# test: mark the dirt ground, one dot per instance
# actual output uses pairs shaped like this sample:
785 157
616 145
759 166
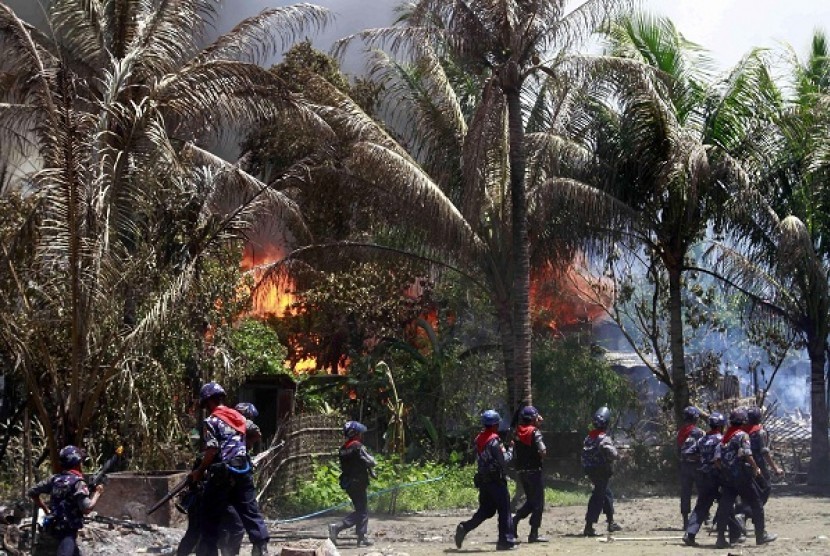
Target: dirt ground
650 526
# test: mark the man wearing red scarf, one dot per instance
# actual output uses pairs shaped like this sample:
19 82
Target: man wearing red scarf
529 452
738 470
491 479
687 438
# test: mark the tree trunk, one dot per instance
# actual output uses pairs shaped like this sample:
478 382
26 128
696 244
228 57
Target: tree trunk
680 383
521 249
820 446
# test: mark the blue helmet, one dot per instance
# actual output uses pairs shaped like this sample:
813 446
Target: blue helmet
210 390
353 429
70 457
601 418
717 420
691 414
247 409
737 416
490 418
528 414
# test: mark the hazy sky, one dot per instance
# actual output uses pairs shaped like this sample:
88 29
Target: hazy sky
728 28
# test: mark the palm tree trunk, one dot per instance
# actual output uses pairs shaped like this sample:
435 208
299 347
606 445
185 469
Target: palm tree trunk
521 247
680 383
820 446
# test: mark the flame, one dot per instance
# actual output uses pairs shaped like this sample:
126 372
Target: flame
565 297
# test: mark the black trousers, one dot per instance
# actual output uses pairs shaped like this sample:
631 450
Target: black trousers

* * *

Instructions to follow: Set out every line of the records above as a numbered list, skipping blank lines and leaving out the pictures.

Response:
1. # test: mark the dirt ground, one dot per instance
2. # actual output uses pairs shaped like this sample:
3. 785 157
4. 616 145
5. 759 166
6. Target: dirt ground
7. 650 526
8. # test: mark the man wearing red scarf, one dot per instance
9. # actual output uses pairs shaped like this sample:
10. 19 82
11. Target: man wearing red scarf
12. 529 452
13. 738 470
14. 491 479
15. 687 438
16. # test: mark the tree trunk, one dot per instance
17. # actual output uses pairs shaped like this sample:
18. 478 382
19. 26 128
20. 696 244
21. 228 57
22. Target: tree trunk
23. 680 383
24. 521 249
25. 820 446
26. # test: mark the blue helmet, one dot per instance
27. # actual output uses pairs shaped like this sample:
28. 813 446
29. Target: blue helmet
30. 210 390
31. 353 429
32. 70 457
33. 601 418
34. 717 420
35. 691 414
36. 247 409
37. 737 416
38. 490 418
39. 528 414
40. # test: mark the hazy sky, one dot per instance
41. # actual output uses pairs shaped like this sample:
42. 88 29
43. Target: hazy sky
44. 728 28
45. # test: mark the palm tree trunk, one dot per instance
46. # actual output uses pairs shaped like this sample:
47. 435 208
48. 299 347
49. 606 445
50. 185 469
51. Target: palm tree trunk
52. 521 247
53. 680 383
54. 820 446
55. # test: mark the flame, one dot per instance
56. # actual output uses pairs shaped like this sample:
57. 126 372
58. Target: flame
59. 565 297
60. # test: mark the black trousers, one dot per instance
61. # actual output uses pairs shaped like this sample:
62. 631 450
63. Target: black trousers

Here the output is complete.